TASK STATEMENT:
For this exercise, transcribe all the entries exactly as given and omit the images.

THE DATA Block Start

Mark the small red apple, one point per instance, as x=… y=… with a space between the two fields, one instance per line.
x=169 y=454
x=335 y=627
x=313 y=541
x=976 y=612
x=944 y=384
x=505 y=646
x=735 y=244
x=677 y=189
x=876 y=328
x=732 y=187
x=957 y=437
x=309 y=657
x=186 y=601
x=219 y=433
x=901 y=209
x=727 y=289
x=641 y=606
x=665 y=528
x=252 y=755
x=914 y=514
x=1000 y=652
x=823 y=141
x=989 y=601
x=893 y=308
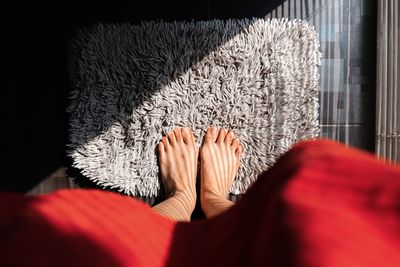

THE DATA Block End

RESULT FOR THIS TASK:
Mark the small red apple, one point per instance, as x=… y=… with a space between the two fields, one instance per line.
x=169 y=454
x=335 y=627
x=313 y=541
x=976 y=612
x=944 y=384
x=505 y=646
x=735 y=244
x=677 y=189
x=876 y=328
x=732 y=187
x=957 y=437
x=309 y=657
x=186 y=601
x=219 y=433
x=901 y=209
x=727 y=289
x=641 y=606
x=665 y=528
x=252 y=755
x=914 y=514
x=1000 y=652
x=823 y=141
x=989 y=601
x=893 y=308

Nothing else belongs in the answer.